Data listing:
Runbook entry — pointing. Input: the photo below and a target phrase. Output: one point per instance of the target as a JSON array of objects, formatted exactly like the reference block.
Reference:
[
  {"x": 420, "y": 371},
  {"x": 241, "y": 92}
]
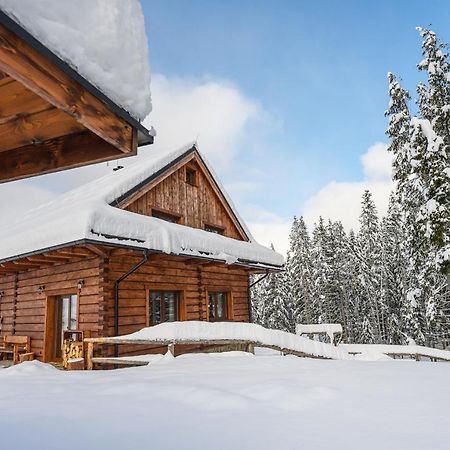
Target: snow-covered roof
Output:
[
  {"x": 103, "y": 40},
  {"x": 87, "y": 214}
]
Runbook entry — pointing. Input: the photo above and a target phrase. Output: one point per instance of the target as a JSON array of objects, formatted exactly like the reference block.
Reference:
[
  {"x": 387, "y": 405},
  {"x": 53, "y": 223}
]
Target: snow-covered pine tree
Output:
[
  {"x": 298, "y": 268},
  {"x": 334, "y": 245},
  {"x": 258, "y": 300},
  {"x": 318, "y": 273},
  {"x": 433, "y": 164},
  {"x": 272, "y": 301},
  {"x": 369, "y": 249},
  {"x": 394, "y": 272},
  {"x": 410, "y": 197},
  {"x": 354, "y": 291}
]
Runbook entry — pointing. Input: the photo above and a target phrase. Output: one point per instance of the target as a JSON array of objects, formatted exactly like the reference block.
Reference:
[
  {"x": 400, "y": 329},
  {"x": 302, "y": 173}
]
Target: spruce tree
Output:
[
  {"x": 299, "y": 268},
  {"x": 373, "y": 308}
]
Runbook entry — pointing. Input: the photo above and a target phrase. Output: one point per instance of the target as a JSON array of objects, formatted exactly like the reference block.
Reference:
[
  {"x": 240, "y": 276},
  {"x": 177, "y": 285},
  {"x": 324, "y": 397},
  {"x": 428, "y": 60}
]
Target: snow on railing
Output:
[{"x": 223, "y": 333}]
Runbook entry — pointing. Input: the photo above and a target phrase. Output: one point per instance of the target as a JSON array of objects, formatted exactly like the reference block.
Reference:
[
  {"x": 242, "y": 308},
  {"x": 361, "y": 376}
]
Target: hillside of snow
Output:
[
  {"x": 104, "y": 40},
  {"x": 228, "y": 401}
]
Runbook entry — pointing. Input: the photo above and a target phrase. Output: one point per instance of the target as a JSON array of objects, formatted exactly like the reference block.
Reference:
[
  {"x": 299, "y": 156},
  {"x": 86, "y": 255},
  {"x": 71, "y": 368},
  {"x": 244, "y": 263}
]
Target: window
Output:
[
  {"x": 166, "y": 215},
  {"x": 214, "y": 229},
  {"x": 164, "y": 307},
  {"x": 217, "y": 306},
  {"x": 191, "y": 176},
  {"x": 65, "y": 318}
]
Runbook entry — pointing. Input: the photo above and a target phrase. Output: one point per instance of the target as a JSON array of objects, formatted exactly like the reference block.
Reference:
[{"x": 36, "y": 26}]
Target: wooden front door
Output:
[{"x": 62, "y": 315}]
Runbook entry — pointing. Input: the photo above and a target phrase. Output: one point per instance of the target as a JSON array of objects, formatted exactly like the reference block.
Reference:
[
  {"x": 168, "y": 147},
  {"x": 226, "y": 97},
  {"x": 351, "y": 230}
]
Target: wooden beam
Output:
[
  {"x": 47, "y": 258},
  {"x": 16, "y": 100},
  {"x": 22, "y": 62},
  {"x": 5, "y": 79},
  {"x": 24, "y": 263},
  {"x": 36, "y": 128},
  {"x": 50, "y": 156}
]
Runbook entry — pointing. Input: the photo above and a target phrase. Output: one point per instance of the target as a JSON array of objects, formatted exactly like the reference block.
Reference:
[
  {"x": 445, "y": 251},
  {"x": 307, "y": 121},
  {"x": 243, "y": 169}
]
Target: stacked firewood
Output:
[{"x": 72, "y": 350}]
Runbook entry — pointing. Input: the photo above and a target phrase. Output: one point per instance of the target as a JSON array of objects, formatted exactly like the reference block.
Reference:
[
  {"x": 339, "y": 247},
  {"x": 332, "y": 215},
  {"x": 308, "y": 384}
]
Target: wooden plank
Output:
[
  {"x": 74, "y": 150},
  {"x": 20, "y": 61},
  {"x": 36, "y": 128},
  {"x": 119, "y": 361}
]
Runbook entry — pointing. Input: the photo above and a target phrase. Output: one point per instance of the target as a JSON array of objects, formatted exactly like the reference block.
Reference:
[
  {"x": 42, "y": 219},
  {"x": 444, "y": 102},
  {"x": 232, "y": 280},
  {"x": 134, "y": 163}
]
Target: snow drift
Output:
[{"x": 103, "y": 40}]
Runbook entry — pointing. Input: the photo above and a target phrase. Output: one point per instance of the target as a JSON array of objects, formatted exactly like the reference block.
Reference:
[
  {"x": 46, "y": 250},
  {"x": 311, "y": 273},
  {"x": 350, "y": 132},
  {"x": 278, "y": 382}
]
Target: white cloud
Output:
[
  {"x": 18, "y": 197},
  {"x": 267, "y": 228},
  {"x": 342, "y": 200},
  {"x": 377, "y": 162},
  {"x": 214, "y": 112}
]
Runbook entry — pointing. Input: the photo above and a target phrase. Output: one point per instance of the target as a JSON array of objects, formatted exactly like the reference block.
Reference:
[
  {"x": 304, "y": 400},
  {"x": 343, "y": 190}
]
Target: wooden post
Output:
[
  {"x": 250, "y": 348},
  {"x": 89, "y": 356}
]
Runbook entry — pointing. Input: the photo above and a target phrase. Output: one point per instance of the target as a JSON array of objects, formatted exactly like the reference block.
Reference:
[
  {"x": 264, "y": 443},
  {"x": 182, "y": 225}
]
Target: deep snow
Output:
[
  {"x": 228, "y": 401},
  {"x": 104, "y": 40},
  {"x": 87, "y": 213}
]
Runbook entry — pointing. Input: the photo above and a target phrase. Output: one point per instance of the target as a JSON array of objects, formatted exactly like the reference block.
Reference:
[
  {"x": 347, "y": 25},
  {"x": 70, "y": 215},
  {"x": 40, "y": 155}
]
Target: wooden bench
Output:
[{"x": 17, "y": 346}]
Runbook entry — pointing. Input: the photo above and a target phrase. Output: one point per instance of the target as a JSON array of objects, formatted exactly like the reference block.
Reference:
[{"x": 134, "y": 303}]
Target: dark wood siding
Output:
[
  {"x": 170, "y": 273},
  {"x": 197, "y": 205},
  {"x": 23, "y": 307}
]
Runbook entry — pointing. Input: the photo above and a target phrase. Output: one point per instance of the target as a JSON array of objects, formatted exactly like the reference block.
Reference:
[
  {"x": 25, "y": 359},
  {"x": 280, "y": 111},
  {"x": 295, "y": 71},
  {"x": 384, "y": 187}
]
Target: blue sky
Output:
[
  {"x": 285, "y": 97},
  {"x": 317, "y": 68}
]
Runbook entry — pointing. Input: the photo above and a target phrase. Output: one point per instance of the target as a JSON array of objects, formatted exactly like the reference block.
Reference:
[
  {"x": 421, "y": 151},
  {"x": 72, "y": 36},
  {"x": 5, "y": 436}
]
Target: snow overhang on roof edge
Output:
[{"x": 145, "y": 136}]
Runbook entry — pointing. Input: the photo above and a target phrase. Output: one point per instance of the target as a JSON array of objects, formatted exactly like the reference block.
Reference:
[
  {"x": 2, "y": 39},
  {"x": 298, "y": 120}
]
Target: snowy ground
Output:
[{"x": 228, "y": 401}]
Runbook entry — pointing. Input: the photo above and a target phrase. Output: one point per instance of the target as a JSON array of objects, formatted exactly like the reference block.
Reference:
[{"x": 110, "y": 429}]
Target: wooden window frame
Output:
[
  {"x": 165, "y": 288},
  {"x": 49, "y": 332},
  {"x": 229, "y": 300},
  {"x": 194, "y": 171},
  {"x": 164, "y": 212},
  {"x": 216, "y": 227}
]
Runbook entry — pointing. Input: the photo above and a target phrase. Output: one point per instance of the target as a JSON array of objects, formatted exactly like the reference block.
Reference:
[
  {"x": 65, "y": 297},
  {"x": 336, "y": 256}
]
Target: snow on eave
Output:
[
  {"x": 100, "y": 42},
  {"x": 88, "y": 213}
]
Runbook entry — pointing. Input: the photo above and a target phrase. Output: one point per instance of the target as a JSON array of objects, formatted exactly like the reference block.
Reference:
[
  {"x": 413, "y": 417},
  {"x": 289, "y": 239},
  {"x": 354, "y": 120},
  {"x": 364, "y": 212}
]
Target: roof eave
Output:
[
  {"x": 145, "y": 136},
  {"x": 240, "y": 261}
]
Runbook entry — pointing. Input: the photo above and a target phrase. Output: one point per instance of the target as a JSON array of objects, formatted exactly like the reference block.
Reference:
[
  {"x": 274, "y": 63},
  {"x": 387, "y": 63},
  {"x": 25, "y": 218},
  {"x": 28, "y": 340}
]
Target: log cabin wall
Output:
[
  {"x": 197, "y": 204},
  {"x": 23, "y": 307},
  {"x": 163, "y": 272}
]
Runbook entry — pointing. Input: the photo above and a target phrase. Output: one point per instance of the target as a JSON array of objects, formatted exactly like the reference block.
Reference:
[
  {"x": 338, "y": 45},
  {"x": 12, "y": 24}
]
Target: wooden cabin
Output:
[
  {"x": 157, "y": 241},
  {"x": 51, "y": 117}
]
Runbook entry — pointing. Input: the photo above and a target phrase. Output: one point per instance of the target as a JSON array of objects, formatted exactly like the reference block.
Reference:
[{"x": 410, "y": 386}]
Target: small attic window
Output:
[
  {"x": 214, "y": 229},
  {"x": 168, "y": 216},
  {"x": 191, "y": 176}
]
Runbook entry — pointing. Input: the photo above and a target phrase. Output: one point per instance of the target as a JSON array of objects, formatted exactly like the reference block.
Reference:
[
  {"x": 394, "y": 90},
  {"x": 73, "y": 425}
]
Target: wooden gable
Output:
[
  {"x": 51, "y": 118},
  {"x": 186, "y": 193}
]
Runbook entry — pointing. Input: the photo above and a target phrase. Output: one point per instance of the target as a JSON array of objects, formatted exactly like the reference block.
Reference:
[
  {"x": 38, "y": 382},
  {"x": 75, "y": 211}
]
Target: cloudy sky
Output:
[{"x": 285, "y": 98}]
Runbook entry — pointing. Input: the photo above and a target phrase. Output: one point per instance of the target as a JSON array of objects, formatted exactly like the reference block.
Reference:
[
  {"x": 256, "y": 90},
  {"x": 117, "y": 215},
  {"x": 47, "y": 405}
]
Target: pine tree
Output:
[
  {"x": 299, "y": 268},
  {"x": 318, "y": 273},
  {"x": 354, "y": 291},
  {"x": 394, "y": 274},
  {"x": 369, "y": 249}
]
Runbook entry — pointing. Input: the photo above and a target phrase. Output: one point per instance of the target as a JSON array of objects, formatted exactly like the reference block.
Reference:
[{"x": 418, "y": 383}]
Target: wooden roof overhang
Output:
[
  {"x": 51, "y": 118},
  {"x": 149, "y": 183},
  {"x": 90, "y": 248}
]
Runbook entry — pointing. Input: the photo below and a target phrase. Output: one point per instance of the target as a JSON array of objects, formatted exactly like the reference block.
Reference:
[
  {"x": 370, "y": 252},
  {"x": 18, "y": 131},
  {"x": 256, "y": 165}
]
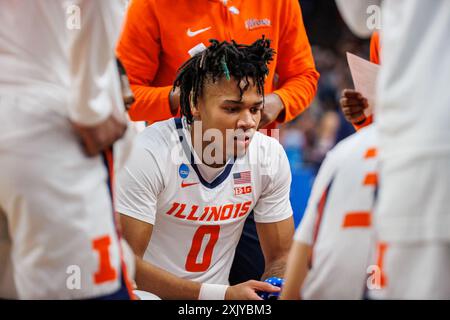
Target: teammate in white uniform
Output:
[
  {"x": 333, "y": 244},
  {"x": 186, "y": 217},
  {"x": 413, "y": 112},
  {"x": 59, "y": 86}
]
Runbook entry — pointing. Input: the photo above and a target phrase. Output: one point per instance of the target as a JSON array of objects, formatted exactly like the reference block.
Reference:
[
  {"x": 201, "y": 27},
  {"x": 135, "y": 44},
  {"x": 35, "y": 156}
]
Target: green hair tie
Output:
[{"x": 225, "y": 68}]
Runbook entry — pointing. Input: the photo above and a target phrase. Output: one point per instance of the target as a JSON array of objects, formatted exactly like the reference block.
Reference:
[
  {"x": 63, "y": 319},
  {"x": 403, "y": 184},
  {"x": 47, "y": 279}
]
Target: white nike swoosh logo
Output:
[{"x": 194, "y": 33}]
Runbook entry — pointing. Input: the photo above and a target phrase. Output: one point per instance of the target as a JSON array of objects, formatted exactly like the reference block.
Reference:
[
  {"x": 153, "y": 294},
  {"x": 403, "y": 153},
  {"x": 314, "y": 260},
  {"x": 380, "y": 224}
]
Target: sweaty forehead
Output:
[{"x": 228, "y": 89}]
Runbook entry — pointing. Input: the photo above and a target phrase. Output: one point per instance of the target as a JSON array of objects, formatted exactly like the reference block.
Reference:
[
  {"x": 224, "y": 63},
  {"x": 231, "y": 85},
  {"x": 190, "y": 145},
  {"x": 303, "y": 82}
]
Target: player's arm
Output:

Goal: Count how many lines of the data above contain the word "roof". Reply with that number only.

Result for this task: 4